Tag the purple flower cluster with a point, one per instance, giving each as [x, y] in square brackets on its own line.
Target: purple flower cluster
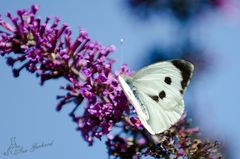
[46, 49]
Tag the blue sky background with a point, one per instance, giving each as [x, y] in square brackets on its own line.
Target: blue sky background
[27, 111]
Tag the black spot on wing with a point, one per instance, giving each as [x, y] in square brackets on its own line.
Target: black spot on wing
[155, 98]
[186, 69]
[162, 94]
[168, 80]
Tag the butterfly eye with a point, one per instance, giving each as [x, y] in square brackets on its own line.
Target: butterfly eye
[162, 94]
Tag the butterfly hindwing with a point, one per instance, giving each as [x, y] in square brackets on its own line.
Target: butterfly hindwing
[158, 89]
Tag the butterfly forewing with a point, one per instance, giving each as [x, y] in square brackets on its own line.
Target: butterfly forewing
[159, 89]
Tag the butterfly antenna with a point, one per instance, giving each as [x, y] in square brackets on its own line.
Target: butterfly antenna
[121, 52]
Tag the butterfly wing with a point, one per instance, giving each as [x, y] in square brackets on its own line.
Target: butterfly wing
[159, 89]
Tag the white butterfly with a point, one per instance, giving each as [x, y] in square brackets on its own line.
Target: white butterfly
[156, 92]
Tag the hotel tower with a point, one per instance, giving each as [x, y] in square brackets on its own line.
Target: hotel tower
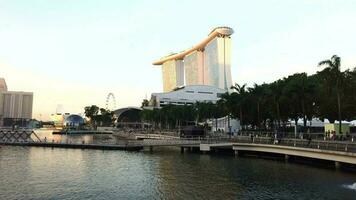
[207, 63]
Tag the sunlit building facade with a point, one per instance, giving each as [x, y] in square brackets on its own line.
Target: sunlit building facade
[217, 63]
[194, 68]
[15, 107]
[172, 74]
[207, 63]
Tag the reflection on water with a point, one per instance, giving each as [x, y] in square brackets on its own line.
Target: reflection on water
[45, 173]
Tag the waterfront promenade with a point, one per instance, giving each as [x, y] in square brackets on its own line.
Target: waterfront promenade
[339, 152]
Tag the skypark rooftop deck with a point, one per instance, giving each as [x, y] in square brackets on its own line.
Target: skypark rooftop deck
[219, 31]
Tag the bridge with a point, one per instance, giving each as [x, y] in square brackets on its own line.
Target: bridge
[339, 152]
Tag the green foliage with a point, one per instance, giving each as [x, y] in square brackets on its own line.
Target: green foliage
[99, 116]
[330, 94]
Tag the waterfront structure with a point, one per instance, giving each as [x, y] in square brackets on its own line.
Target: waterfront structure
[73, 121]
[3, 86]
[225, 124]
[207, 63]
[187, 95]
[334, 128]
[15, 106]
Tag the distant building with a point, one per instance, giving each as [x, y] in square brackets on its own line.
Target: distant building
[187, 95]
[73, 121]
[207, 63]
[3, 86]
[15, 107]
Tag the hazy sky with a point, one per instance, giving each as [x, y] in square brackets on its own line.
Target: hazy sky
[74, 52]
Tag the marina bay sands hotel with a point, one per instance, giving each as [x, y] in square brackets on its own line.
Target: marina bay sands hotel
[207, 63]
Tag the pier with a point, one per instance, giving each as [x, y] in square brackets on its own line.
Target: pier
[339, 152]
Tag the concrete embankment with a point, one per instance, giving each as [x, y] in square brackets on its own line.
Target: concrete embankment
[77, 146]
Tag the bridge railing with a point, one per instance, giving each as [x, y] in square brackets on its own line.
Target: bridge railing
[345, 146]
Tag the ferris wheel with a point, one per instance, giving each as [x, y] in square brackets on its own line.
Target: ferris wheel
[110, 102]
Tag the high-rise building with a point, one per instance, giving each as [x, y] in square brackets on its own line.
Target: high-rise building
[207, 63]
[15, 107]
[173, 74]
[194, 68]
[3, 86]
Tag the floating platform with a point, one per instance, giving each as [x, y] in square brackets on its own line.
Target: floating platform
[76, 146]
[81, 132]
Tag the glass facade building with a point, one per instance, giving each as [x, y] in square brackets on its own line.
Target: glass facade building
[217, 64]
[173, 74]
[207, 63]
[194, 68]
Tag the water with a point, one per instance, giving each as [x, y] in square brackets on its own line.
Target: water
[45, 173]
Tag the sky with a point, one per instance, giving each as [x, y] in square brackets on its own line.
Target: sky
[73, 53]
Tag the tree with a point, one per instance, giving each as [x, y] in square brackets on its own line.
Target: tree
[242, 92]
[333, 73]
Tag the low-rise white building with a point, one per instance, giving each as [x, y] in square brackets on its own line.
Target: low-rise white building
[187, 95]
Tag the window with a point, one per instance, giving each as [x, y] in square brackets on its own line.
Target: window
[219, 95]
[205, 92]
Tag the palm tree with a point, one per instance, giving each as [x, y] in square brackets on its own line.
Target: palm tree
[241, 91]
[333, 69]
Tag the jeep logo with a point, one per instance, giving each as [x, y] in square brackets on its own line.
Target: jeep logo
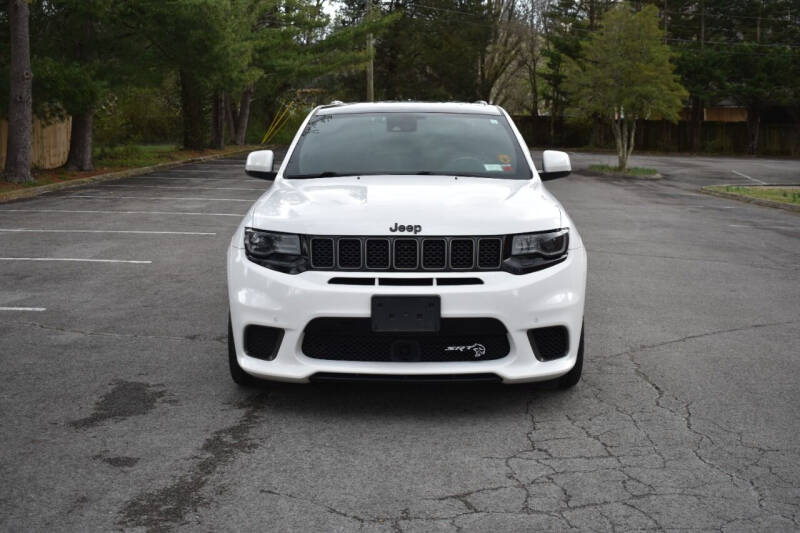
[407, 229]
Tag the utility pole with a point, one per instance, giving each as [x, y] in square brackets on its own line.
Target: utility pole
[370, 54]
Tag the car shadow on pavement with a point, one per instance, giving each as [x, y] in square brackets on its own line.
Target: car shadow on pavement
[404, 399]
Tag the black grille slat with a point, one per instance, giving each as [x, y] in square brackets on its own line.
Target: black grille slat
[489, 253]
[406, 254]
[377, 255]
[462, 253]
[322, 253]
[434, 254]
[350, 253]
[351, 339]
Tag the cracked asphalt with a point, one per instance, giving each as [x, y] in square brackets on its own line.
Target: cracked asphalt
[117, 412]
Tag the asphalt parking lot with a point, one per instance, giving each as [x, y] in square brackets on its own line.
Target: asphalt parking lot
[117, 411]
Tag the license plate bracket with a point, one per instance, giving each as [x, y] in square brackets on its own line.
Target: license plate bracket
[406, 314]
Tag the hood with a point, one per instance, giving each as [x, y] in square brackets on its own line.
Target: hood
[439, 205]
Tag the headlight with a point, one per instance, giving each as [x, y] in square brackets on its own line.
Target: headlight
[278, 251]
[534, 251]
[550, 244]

==

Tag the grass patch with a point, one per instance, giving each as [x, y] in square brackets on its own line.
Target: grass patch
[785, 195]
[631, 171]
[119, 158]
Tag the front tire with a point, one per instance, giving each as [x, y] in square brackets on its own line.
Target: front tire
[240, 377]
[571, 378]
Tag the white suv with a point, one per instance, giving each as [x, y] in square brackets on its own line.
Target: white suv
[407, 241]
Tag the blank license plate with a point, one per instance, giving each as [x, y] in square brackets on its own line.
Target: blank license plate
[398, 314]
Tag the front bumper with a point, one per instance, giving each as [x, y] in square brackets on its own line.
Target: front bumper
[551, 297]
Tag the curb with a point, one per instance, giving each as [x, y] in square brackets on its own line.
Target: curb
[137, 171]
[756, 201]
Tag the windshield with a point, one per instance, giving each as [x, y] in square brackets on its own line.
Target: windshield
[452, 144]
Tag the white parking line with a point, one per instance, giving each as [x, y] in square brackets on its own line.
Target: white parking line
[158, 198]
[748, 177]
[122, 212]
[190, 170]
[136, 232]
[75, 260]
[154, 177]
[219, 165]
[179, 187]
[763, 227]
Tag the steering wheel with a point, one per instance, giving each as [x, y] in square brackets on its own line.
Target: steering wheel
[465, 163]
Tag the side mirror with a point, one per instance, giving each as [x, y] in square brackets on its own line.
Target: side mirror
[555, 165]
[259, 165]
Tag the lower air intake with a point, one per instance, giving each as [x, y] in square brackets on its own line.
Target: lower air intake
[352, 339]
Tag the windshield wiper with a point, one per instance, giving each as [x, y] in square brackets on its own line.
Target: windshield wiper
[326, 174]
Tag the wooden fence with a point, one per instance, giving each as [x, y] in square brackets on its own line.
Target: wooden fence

■ What you will do ■
Check each line of the records for "wooden" and copy the ones that contain it.

■ Response ■
Tag the wooden fence with a point, one per instance, giving each as [x, y] in square brackets on its own line.
Target: wooden fence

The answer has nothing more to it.